• [Goal]: Please copy the following lines word for word, keeping every character and line break unchanged.

• [Given records]:
--- START ---
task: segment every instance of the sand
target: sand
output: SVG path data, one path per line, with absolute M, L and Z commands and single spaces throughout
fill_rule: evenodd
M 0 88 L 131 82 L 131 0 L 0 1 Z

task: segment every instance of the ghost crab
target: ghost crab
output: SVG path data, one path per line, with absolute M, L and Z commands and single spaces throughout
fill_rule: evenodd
--- END ---
• [Solution to the exercise]:
task: segment every instance of the sand
target: sand
output: SVG path data, one path per line, with absolute M, L and Z commands and single spaces throughout
fill_rule: evenodd
M 0 88 L 131 82 L 131 0 L 0 1 Z

task: segment every instance of the ghost crab
target: ghost crab
output: SVG path data, one path per line, with absolute M, L and Z commands and single spaces throughout
fill_rule: evenodd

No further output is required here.